STATED PROBLEM => Please report each line in the material below that contains the word "hull", copying every such line in full.

** Start of EXTRACTED MATERIAL **

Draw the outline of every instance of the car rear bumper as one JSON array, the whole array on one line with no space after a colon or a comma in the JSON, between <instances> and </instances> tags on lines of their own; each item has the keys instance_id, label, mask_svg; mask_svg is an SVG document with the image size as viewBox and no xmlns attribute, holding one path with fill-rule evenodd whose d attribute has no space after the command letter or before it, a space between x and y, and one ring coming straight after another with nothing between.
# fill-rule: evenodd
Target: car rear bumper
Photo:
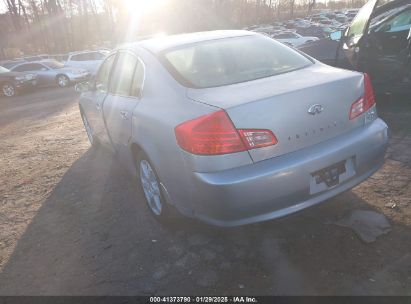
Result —
<instances>
[{"instance_id":1,"label":"car rear bumper","mask_svg":"<svg viewBox=\"0 0 411 304\"><path fill-rule=\"evenodd\" d=\"M318 204L376 172L384 163L388 137L387 125L377 119L326 142L252 165L194 172L192 216L218 226L237 226ZM341 161L350 164L352 175L335 186L314 189L312 173Z\"/></svg>"}]
</instances>

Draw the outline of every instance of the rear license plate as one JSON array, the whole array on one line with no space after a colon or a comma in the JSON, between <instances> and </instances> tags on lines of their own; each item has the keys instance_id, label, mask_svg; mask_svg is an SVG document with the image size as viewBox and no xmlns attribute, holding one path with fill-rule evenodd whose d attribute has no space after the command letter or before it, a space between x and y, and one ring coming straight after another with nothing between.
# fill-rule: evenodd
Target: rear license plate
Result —
<instances>
[{"instance_id":1,"label":"rear license plate","mask_svg":"<svg viewBox=\"0 0 411 304\"><path fill-rule=\"evenodd\" d=\"M353 157L311 173L310 194L337 186L355 175Z\"/></svg>"}]
</instances>

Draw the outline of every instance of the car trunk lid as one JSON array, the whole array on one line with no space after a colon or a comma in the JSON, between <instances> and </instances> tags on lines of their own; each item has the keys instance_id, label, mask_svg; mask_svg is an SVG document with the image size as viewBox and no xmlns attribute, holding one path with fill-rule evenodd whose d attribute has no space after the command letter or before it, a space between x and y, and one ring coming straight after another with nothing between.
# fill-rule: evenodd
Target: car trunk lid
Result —
<instances>
[{"instance_id":1,"label":"car trunk lid","mask_svg":"<svg viewBox=\"0 0 411 304\"><path fill-rule=\"evenodd\" d=\"M275 134L276 145L249 151L254 162L363 125L361 117L349 119L352 103L363 93L361 74L320 63L250 82L187 90L189 98L224 109L237 129L268 129Z\"/></svg>"}]
</instances>

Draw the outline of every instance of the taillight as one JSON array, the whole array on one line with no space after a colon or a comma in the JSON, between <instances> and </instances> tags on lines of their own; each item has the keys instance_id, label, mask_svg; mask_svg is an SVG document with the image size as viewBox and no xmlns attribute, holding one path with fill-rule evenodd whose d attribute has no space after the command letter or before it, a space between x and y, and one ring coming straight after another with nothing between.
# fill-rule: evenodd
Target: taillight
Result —
<instances>
[{"instance_id":1,"label":"taillight","mask_svg":"<svg viewBox=\"0 0 411 304\"><path fill-rule=\"evenodd\" d=\"M224 110L186 121L174 131L178 145L197 155L242 152L277 143L270 130L237 130Z\"/></svg>"},{"instance_id":2,"label":"taillight","mask_svg":"<svg viewBox=\"0 0 411 304\"><path fill-rule=\"evenodd\" d=\"M375 105L374 90L368 74L364 74L364 95L351 105L350 120L354 119Z\"/></svg>"}]
</instances>

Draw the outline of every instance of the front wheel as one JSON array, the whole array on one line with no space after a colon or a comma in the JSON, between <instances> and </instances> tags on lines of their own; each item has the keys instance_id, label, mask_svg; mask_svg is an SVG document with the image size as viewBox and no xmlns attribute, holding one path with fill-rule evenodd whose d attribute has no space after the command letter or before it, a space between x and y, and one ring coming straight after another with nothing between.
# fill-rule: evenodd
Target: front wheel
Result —
<instances>
[{"instance_id":1,"label":"front wheel","mask_svg":"<svg viewBox=\"0 0 411 304\"><path fill-rule=\"evenodd\" d=\"M58 75L57 76L57 85L60 88L68 87L70 84L70 79L66 75Z\"/></svg>"},{"instance_id":2,"label":"front wheel","mask_svg":"<svg viewBox=\"0 0 411 304\"><path fill-rule=\"evenodd\" d=\"M10 82L4 83L1 89L2 89L3 95L6 97L13 97L17 93L15 86Z\"/></svg>"}]
</instances>

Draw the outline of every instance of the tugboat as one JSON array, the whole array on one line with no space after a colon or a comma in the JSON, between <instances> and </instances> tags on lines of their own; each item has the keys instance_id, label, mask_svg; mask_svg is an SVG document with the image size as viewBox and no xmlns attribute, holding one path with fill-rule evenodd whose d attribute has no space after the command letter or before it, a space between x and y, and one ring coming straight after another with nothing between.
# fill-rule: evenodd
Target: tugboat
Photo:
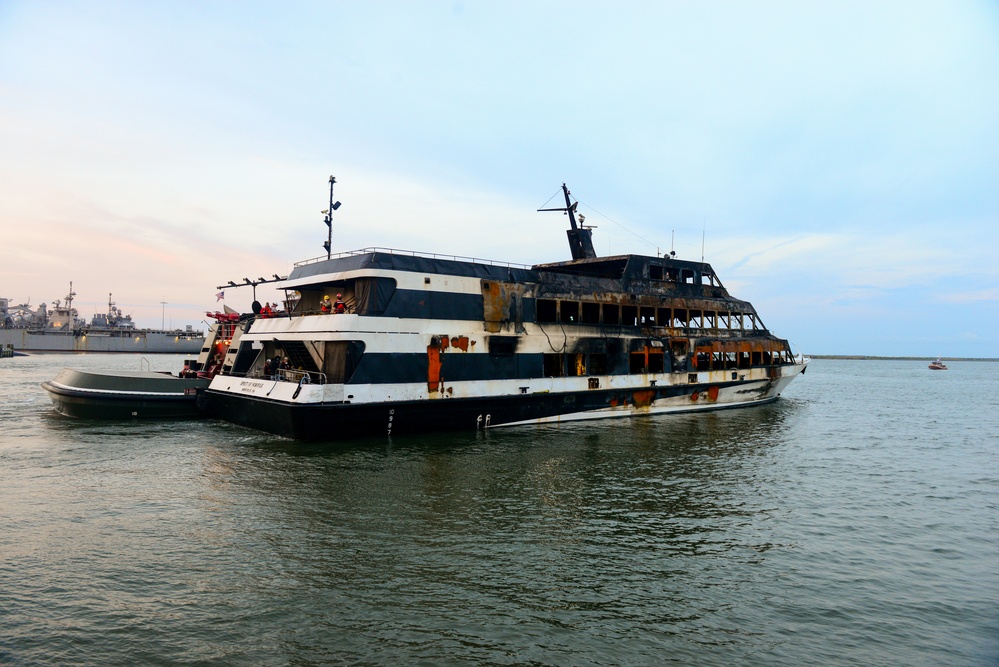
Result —
<instances>
[{"instance_id":1,"label":"tugboat","mask_svg":"<svg viewBox=\"0 0 999 667\"><path fill-rule=\"evenodd\" d=\"M236 313L207 313L215 319L196 360L185 362L177 375L138 370L110 371L64 368L42 383L56 411L85 419L171 419L200 417L198 392L221 367L232 344L239 340Z\"/></svg>"},{"instance_id":2,"label":"tugboat","mask_svg":"<svg viewBox=\"0 0 999 667\"><path fill-rule=\"evenodd\" d=\"M333 255L327 241L283 279L285 315L248 323L199 401L237 424L331 441L747 407L804 371L809 359L709 264L598 257L570 194L563 184L565 206L539 209L568 216L570 261ZM331 294L344 312L325 305Z\"/></svg>"}]
</instances>

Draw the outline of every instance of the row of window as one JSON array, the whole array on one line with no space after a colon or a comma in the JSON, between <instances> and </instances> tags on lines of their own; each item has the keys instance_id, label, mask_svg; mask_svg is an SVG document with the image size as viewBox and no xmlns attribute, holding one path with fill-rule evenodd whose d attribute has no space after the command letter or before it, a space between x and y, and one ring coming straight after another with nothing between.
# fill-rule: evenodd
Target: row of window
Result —
<instances>
[{"instance_id":1,"label":"row of window","mask_svg":"<svg viewBox=\"0 0 999 667\"><path fill-rule=\"evenodd\" d=\"M730 313L687 308L622 306L616 303L538 299L536 319L541 323L607 324L624 326L660 326L694 329L763 329L753 313Z\"/></svg>"},{"instance_id":2,"label":"row of window","mask_svg":"<svg viewBox=\"0 0 999 667\"><path fill-rule=\"evenodd\" d=\"M724 351L703 351L699 348L694 355L692 365L695 370L729 370L729 369L749 369L760 366L787 365L794 363L790 350L783 349L761 349L754 345L756 349L741 352ZM640 373L665 373L666 364L670 358L663 348L646 347L628 355L628 372L631 374ZM672 372L685 370L686 364L682 359L673 362L675 368L669 369ZM607 354L546 354L544 355L545 377L572 377L582 375L606 375L609 371Z\"/></svg>"}]
</instances>

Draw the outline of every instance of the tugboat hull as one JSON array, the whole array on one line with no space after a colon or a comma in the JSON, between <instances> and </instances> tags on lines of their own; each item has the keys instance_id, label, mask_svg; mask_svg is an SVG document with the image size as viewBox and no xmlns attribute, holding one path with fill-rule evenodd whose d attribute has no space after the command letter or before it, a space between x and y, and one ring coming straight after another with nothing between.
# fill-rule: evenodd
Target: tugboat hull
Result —
<instances>
[{"instance_id":1,"label":"tugboat hull","mask_svg":"<svg viewBox=\"0 0 999 667\"><path fill-rule=\"evenodd\" d=\"M208 379L150 371L63 369L42 383L56 411L87 419L181 419L200 416L199 390Z\"/></svg>"}]
</instances>

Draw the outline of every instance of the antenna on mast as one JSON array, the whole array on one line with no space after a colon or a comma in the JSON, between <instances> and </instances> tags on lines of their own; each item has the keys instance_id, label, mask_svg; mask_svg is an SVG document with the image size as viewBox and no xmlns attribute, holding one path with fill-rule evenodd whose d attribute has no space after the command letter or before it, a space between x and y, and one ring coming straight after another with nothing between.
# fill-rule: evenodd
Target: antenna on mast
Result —
<instances>
[{"instance_id":1,"label":"antenna on mast","mask_svg":"<svg viewBox=\"0 0 999 667\"><path fill-rule=\"evenodd\" d=\"M325 211L321 211L326 217L323 218L323 222L329 227L326 235L326 243L323 247L326 248L326 259L329 259L333 254L333 211L340 208L340 202L333 202L333 185L336 183L336 177L330 176L330 207ZM256 292L256 286L254 286L254 292Z\"/></svg>"},{"instance_id":2,"label":"antenna on mast","mask_svg":"<svg viewBox=\"0 0 999 667\"><path fill-rule=\"evenodd\" d=\"M597 251L593 249L593 230L583 227L583 216L579 216L579 225L576 225L576 206L579 202L570 202L569 188L562 184L562 194L565 196L565 208L539 208L539 211L562 211L569 216L569 226L565 234L569 237L569 250L573 259L593 259L597 256Z\"/></svg>"}]
</instances>

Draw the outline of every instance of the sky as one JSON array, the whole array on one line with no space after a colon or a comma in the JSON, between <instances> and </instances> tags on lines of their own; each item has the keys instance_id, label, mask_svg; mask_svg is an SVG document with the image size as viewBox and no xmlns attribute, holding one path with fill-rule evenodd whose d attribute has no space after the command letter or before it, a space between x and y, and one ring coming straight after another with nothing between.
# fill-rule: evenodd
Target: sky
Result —
<instances>
[{"instance_id":1,"label":"sky","mask_svg":"<svg viewBox=\"0 0 999 667\"><path fill-rule=\"evenodd\" d=\"M996 0L0 0L12 303L203 328L330 175L334 251L566 260L565 182L796 351L999 357Z\"/></svg>"}]
</instances>

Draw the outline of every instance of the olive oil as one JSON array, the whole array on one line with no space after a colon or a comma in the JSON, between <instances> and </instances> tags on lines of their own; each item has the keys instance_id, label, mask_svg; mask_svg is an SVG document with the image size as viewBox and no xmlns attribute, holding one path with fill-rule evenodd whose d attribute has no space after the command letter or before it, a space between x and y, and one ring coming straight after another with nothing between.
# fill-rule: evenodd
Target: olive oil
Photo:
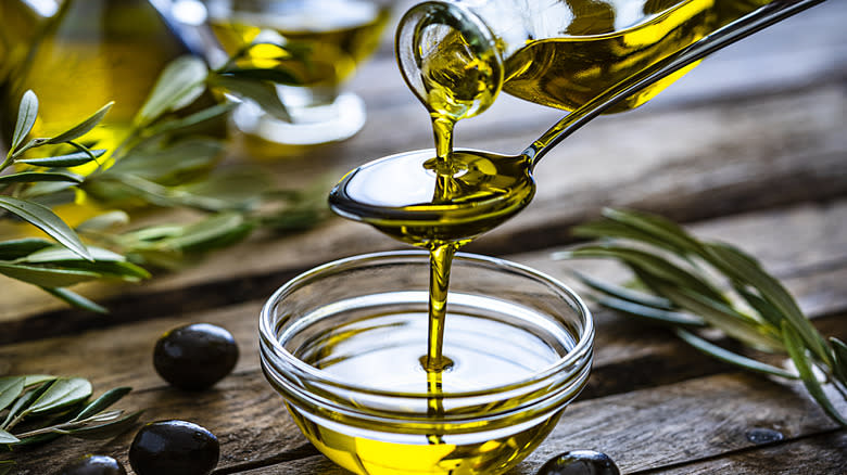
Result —
<instances>
[{"instance_id":1,"label":"olive oil","mask_svg":"<svg viewBox=\"0 0 847 475\"><path fill-rule=\"evenodd\" d=\"M439 35L429 50L416 51L419 78L407 82L427 107L433 126L434 151L407 152L362 166L341 179L330 193L330 205L338 214L367 222L383 233L408 244L429 249L430 279L426 348L396 339L392 325L391 345L384 351L363 357L363 350L349 350L331 361L345 377L403 390L426 385L429 412L443 420L451 408L442 394L453 384L455 374L463 377L489 377L504 362L488 360L490 355L475 355L479 364L472 369L456 358L451 339L460 342L462 316L447 309L451 262L455 252L479 234L489 231L519 213L535 191L530 159L526 155L505 156L488 152L453 150L455 124L472 117L506 92L539 104L574 110L628 76L692 44L717 27L733 20L729 15L746 13L755 1L736 1L734 8L716 0L568 0L551 3L559 16L530 18L538 21L538 37L530 39L500 63L492 51L480 50L462 28L421 28L420 35ZM719 5L719 8L716 8ZM749 10L747 10L749 8ZM532 9L530 9L532 10ZM732 13L729 13L732 12ZM721 15L728 16L721 16ZM553 30L543 30L551 26ZM431 39L431 38L430 38ZM504 44L498 44L505 50ZM488 54L488 56L486 56ZM500 64L504 65L500 69ZM618 110L636 107L655 97L662 88L685 74L659 81L621 103ZM407 72L405 72L407 73ZM417 79L421 88L416 88ZM399 313L372 313L372 319L405 318ZM422 316L421 316L422 317ZM423 320L421 318L421 320ZM409 325L414 329L414 325ZM494 329L482 330L490 348L500 352L514 335ZM333 345L330 345L330 354ZM422 354L422 355L421 355ZM508 350L506 350L508 354ZM527 356L510 356L513 361L531 361ZM377 361L377 359L379 361ZM347 373L344 368L351 368ZM404 368L391 364L405 361ZM317 368L333 371L332 364ZM384 363L383 363L384 364ZM372 372L364 369L374 365ZM471 371L472 370L472 371ZM354 373L354 371L356 373ZM415 374L417 371L418 374ZM417 376L417 377L416 377ZM510 375L513 377L515 375ZM408 378L412 378L408 381ZM399 381L399 378L401 378ZM514 380L513 380L514 381ZM510 401L511 402L511 401ZM514 401L520 405L520 400ZM495 474L505 460L529 453L555 425L558 414L543 422L516 425L503 438L490 437L470 444L455 444L453 436L433 424L423 434L407 434L405 427L385 431L379 424L363 427L364 436L345 433L342 424L305 414L290 407L294 419L309 439L337 463L359 474ZM387 433L388 432L388 433ZM414 437L417 436L418 439ZM413 437L413 438L407 438ZM423 439L421 439L423 437ZM375 441L379 440L379 441ZM503 450L493 465L477 467L475 461L488 450ZM333 454L336 457L333 457ZM419 465L415 465L419 461ZM438 466L438 471L433 471Z\"/></svg>"},{"instance_id":2,"label":"olive oil","mask_svg":"<svg viewBox=\"0 0 847 475\"><path fill-rule=\"evenodd\" d=\"M27 89L35 91L40 104L30 137L67 130L114 101L101 124L85 137L87 143L113 151L128 134L164 66L189 53L148 0L65 0L28 57L11 73L0 128L13 129L10 121Z\"/></svg>"},{"instance_id":3,"label":"olive oil","mask_svg":"<svg viewBox=\"0 0 847 475\"><path fill-rule=\"evenodd\" d=\"M241 64L282 67L303 86L334 89L377 48L389 17L385 5L365 0L236 1L232 13L212 10L212 30L229 54L270 31L303 54L257 46Z\"/></svg>"},{"instance_id":4,"label":"olive oil","mask_svg":"<svg viewBox=\"0 0 847 475\"><path fill-rule=\"evenodd\" d=\"M516 310L507 308L508 304L504 307L503 300L486 297L475 305L463 305L471 301L463 297L456 296L457 310L450 313L451 332L445 335L444 351L452 364L443 371L420 367L418 356L427 345L427 312L410 305L357 309L361 318L350 318L342 325L327 326L324 334L313 335L299 346L298 357L339 381L358 382L364 390L391 388L397 394L432 395L430 411L437 411L438 420L444 421L460 419L463 413L480 408L456 407L437 395L485 391L524 381L555 363L574 345L567 332L558 332L552 344L508 323L507 316ZM387 298L383 304L389 301ZM326 318L326 313L316 318ZM542 316L539 319L544 320ZM432 386L435 381L438 389ZM529 400L513 398L507 406L520 408ZM492 407L490 411L508 407ZM480 428L476 423L477 427L445 429L435 422L416 420L414 424L387 426L378 420L354 423L344 413L316 414L293 405L288 408L321 452L339 465L366 475L501 474L543 440L561 413L559 410L528 419L526 411L516 410L513 419L492 424L494 427Z\"/></svg>"}]
</instances>

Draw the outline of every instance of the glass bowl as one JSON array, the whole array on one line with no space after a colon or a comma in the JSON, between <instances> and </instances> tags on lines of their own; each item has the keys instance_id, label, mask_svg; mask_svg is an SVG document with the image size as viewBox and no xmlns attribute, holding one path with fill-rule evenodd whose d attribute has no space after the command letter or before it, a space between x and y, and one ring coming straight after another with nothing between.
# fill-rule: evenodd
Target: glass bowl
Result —
<instances>
[{"instance_id":1,"label":"glass bowl","mask_svg":"<svg viewBox=\"0 0 847 475\"><path fill-rule=\"evenodd\" d=\"M428 253L355 256L280 287L260 321L262 368L303 434L367 475L506 472L589 377L583 301L535 270L453 262L444 356L427 372Z\"/></svg>"}]
</instances>

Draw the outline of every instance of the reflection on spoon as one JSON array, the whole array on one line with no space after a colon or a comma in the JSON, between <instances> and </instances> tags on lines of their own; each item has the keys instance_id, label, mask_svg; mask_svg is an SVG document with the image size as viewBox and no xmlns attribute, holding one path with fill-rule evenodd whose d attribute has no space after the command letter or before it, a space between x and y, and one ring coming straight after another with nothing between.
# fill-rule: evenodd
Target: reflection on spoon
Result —
<instances>
[{"instance_id":1,"label":"reflection on spoon","mask_svg":"<svg viewBox=\"0 0 847 475\"><path fill-rule=\"evenodd\" d=\"M391 155L344 176L330 193L330 206L341 216L422 247L466 243L526 207L534 194L532 170L541 157L587 121L695 61L821 2L771 1L606 90L520 155L458 150L442 164L433 161L431 150Z\"/></svg>"}]
</instances>

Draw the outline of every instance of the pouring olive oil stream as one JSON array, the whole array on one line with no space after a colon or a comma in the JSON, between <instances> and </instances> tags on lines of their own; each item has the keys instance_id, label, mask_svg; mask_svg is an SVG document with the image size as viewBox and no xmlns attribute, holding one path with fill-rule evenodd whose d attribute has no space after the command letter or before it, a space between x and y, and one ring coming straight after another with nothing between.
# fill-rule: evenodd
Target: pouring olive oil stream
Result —
<instances>
[{"instance_id":1,"label":"pouring olive oil stream","mask_svg":"<svg viewBox=\"0 0 847 475\"><path fill-rule=\"evenodd\" d=\"M406 13L396 53L430 113L434 152L356 168L329 203L343 217L430 253L429 339L419 360L432 411L440 410L442 373L453 365L442 352L453 256L530 203L541 157L596 116L643 104L706 55L822 1L572 0L570 23L556 25L567 34L524 40L505 59L510 47L462 2L427 2ZM625 27L616 29L620 23ZM519 155L454 150L455 124L488 108L501 89L572 112Z\"/></svg>"}]
</instances>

** End of EXTRACTED MATERIAL **

SOLUTION FOR THIS TASK =>
Draw the outline of every instance of the tugboat hull as one JSON array, the whole array on one line with no space after a colon or a comma in the JSON, between <instances> and </instances> tags on lines of their own; each item has the keys instance_id, label, mask_svg; mask_svg is an SVG document with the image size as viewBox and no xmlns attribute, holding one path with fill-rule evenodd whose d attribute has no space after the command letter or before it, a space between x and y, and one ring coming straight after another with nothing between.
Target: tugboat hull
[{"instance_id":1,"label":"tugboat hull","mask_svg":"<svg viewBox=\"0 0 999 667\"><path fill-rule=\"evenodd\" d=\"M208 379L150 371L63 369L42 383L56 411L87 419L181 419L200 416L199 390Z\"/></svg>"}]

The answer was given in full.